[Region pointing data]
○ ○ ○

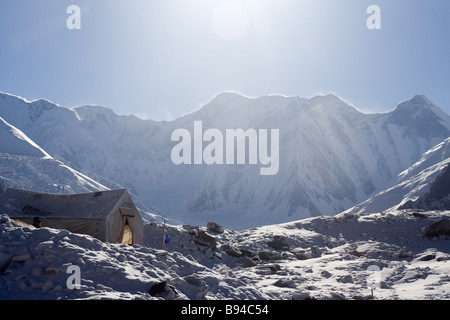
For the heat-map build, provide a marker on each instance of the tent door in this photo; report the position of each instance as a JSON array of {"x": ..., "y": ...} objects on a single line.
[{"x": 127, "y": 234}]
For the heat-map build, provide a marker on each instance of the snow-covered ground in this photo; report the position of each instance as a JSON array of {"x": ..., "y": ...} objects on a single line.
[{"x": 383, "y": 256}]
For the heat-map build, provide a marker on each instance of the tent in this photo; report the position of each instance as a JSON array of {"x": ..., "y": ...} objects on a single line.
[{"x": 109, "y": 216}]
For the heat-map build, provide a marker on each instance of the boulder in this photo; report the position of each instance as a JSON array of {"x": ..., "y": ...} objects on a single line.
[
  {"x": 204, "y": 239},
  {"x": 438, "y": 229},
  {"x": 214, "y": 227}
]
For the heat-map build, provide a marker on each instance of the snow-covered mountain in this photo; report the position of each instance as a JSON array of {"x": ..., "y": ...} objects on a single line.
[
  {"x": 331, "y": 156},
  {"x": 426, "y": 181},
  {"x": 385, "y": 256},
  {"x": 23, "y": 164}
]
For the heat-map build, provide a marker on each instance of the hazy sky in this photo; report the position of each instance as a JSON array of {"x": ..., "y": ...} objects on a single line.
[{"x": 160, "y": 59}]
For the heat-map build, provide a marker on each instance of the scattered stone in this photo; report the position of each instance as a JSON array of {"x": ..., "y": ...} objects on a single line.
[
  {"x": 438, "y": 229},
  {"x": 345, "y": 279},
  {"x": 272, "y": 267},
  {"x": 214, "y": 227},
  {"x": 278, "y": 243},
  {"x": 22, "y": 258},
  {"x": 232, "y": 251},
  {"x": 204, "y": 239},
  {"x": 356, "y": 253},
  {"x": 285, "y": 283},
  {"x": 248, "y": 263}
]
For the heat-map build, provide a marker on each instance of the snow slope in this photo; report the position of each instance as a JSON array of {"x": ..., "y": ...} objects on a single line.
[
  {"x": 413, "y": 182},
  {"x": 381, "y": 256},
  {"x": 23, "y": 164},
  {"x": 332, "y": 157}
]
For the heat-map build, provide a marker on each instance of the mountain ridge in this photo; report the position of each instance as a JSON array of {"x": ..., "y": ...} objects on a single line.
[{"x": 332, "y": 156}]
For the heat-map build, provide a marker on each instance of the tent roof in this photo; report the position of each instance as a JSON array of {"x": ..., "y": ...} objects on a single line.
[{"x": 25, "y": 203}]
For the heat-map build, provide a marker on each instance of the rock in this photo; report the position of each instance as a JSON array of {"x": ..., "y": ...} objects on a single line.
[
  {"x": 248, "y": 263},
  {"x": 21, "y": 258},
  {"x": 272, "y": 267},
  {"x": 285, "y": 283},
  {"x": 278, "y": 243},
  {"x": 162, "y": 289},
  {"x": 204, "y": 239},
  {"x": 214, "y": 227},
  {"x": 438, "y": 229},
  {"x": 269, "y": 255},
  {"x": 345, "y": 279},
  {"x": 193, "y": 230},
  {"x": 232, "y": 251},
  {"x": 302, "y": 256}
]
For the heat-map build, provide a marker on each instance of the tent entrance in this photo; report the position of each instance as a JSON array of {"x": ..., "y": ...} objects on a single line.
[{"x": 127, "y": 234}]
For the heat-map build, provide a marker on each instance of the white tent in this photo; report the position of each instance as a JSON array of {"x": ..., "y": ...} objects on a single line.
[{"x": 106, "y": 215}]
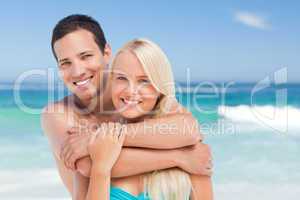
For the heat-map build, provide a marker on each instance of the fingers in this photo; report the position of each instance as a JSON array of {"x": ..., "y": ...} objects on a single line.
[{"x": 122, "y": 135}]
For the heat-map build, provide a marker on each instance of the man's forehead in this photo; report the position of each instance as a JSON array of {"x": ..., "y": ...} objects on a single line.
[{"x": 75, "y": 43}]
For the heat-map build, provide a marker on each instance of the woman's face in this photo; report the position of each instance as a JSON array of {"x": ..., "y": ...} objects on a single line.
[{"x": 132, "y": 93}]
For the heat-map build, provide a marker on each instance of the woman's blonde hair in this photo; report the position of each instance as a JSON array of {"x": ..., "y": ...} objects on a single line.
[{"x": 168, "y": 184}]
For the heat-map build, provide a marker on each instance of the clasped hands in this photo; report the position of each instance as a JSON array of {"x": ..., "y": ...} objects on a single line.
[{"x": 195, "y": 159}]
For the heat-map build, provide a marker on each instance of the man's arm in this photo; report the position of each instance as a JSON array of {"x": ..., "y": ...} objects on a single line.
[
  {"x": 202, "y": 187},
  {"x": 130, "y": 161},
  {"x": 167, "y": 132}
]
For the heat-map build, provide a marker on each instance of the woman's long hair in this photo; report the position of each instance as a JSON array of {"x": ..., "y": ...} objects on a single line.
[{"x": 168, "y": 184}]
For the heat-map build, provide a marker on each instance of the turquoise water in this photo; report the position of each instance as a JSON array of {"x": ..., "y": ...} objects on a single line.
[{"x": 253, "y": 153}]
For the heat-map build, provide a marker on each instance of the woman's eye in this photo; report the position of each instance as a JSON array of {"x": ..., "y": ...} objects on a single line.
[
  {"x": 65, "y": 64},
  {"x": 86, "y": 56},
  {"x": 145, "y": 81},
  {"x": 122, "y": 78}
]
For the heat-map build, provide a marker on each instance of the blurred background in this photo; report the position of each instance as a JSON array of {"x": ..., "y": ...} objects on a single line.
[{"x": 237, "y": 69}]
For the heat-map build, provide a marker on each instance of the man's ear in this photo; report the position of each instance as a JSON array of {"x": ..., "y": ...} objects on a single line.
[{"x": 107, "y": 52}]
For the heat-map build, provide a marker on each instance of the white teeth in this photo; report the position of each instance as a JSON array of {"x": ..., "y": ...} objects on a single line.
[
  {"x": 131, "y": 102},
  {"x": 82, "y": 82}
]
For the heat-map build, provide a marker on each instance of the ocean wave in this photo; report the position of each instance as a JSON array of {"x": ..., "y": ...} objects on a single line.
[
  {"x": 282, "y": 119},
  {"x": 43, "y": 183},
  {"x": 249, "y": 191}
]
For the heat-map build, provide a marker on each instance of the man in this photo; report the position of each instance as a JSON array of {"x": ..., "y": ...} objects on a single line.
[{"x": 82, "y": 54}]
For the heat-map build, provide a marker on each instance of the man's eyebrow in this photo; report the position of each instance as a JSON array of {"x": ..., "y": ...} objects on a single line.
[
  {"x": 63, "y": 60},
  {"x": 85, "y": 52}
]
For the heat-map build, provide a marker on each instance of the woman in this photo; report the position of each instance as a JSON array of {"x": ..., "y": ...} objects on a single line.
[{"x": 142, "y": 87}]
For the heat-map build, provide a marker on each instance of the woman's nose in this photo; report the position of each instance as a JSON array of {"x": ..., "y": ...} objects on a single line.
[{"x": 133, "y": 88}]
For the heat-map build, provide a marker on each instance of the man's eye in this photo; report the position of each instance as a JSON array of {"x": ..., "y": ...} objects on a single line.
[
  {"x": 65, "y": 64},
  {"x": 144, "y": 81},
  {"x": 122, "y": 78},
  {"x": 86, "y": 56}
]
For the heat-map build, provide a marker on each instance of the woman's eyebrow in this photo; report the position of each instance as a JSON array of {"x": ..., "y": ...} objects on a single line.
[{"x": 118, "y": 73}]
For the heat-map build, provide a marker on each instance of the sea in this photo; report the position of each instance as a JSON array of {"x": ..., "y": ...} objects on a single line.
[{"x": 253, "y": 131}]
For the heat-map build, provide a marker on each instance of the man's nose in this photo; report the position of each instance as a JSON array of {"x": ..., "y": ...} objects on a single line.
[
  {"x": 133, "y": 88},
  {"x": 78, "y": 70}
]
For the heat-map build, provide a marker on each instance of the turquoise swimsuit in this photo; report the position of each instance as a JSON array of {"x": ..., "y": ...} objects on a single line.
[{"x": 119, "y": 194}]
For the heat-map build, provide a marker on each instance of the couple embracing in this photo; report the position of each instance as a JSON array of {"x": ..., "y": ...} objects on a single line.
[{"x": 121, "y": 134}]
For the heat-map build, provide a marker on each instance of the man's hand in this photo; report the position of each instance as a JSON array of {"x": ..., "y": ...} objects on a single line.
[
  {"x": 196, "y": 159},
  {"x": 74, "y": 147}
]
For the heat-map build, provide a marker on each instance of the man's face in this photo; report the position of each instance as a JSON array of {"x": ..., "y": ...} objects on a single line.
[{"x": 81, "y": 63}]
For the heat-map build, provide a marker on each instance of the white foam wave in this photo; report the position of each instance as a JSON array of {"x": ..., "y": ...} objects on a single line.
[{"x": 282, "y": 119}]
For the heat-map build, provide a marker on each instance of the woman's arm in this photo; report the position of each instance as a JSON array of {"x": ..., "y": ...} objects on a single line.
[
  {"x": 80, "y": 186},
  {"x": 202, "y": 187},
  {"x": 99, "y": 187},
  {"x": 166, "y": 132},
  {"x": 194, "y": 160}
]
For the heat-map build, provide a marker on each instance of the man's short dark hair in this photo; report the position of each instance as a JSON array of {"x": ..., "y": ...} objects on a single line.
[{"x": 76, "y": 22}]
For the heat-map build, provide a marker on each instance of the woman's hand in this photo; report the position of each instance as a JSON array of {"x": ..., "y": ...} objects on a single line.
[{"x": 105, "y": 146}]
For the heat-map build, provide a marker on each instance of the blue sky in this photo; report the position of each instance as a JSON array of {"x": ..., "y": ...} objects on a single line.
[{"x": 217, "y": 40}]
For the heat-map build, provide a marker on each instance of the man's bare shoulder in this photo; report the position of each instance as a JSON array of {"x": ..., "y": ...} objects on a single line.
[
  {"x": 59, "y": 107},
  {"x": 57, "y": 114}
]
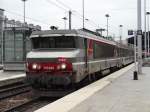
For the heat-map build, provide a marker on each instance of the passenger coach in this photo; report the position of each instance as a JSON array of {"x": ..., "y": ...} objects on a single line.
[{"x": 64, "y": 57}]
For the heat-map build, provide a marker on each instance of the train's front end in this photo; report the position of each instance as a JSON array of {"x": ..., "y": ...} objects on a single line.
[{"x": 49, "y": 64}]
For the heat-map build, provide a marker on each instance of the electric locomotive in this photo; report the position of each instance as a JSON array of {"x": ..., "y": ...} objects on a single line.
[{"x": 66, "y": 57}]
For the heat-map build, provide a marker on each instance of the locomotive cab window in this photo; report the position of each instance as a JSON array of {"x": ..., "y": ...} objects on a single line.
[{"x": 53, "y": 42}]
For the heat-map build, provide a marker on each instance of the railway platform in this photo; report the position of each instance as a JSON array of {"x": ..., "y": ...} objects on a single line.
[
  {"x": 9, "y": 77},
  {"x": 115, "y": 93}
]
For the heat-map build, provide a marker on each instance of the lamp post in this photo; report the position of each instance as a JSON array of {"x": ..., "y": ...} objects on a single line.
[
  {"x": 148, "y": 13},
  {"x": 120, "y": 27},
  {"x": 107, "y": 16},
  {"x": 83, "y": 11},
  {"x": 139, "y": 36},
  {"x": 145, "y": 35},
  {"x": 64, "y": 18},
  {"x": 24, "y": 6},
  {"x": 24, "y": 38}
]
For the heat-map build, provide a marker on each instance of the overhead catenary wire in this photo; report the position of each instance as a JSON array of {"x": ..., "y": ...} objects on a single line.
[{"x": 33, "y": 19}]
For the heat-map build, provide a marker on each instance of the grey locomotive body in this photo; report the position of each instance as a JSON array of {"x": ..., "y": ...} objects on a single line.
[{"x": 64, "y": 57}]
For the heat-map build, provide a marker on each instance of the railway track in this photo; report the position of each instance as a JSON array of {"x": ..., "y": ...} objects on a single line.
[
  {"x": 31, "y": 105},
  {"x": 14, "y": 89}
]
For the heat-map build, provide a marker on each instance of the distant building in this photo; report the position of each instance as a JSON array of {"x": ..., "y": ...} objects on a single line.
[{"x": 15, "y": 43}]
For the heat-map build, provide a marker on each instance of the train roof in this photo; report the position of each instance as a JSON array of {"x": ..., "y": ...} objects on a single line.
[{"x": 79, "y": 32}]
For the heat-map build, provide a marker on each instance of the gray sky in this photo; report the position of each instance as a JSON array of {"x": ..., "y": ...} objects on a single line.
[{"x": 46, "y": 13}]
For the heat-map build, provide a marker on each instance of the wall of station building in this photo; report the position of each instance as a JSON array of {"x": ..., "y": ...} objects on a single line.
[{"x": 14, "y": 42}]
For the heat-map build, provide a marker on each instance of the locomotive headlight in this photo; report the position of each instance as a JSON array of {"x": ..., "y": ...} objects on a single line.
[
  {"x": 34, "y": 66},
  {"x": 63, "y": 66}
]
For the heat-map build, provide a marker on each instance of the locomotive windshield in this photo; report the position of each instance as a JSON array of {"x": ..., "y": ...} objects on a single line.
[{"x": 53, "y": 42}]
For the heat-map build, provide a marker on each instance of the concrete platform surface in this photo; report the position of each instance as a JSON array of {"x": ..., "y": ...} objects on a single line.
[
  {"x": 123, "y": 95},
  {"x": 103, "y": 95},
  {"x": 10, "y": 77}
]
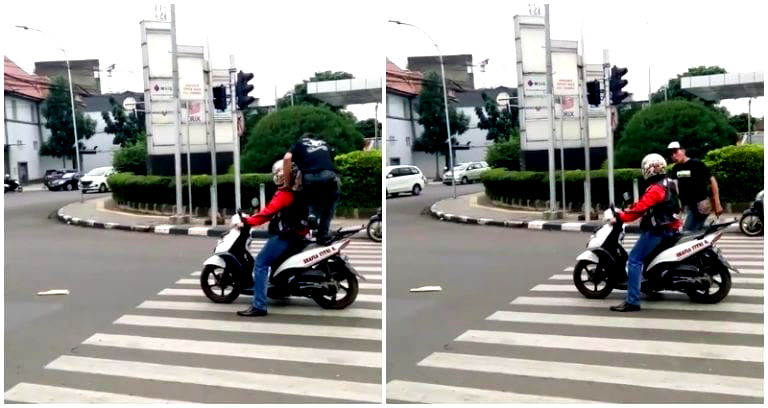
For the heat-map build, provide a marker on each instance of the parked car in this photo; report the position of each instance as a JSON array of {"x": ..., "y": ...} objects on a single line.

○ ○ ○

TO DO: Could you set down exactly, and only, the lines from the line containing "the railway track" through the last line of the records, both included, without the pictures?

EXPECTED ANSWER:
For the heat-map build, provide a marker on each instance of the railway track in this photo; report the position of each instance as a JSON array of {"x": ..., "y": ...} objects on a single line.
[
  {"x": 31, "y": 105},
  {"x": 14, "y": 89}
]
For the heat-map build, provide a marker on each instance of the distant building in this photo; report the position of each instance as a JSON array of {"x": ..., "y": ...} objects on a single line.
[{"x": 15, "y": 43}]
For the heat-map build, provide a marker on each instance of the train roof in this photo; report the position of each instance as a JSON array of {"x": ..., "y": ...} objects on a single line.
[{"x": 79, "y": 32}]
For the heat-map build, provide a marker on each instance of the gray sky in this photo; report the position of each instance as a JSON array of {"x": ..., "y": ...} objects on a single line.
[{"x": 46, "y": 13}]
For the heat-map build, provide a marker on each instance of the wall of station building in this photo; report the position of each instance as a JSON array of {"x": ..., "y": ...} objects on a single line.
[{"x": 14, "y": 42}]
For the heat-map build, provide a marker on each instance of the locomotive headlight in this photo; report the position of each instance as a JSON array of {"x": ..., "y": ...} objects on a single line.
[
  {"x": 34, "y": 66},
  {"x": 63, "y": 66}
]
For the heat-map build, provide a marker on each instance of the locomotive windshield in this photo; report the position of each instance as a JSON array of {"x": ..., "y": ...} objects on a single line.
[{"x": 53, "y": 42}]
For the heat-map build, provide a marker on each instance of the concrete platform surface in this photo; report the position of each instance as a JSON array of {"x": ..., "y": ...} objects on a single line.
[
  {"x": 123, "y": 95},
  {"x": 103, "y": 95},
  {"x": 10, "y": 77}
]
For the heat-map build, provide a marker on each instance of the parked car in this photo; report the position of each instance as a JSON array of {"x": ..., "y": ...} objects on a single line.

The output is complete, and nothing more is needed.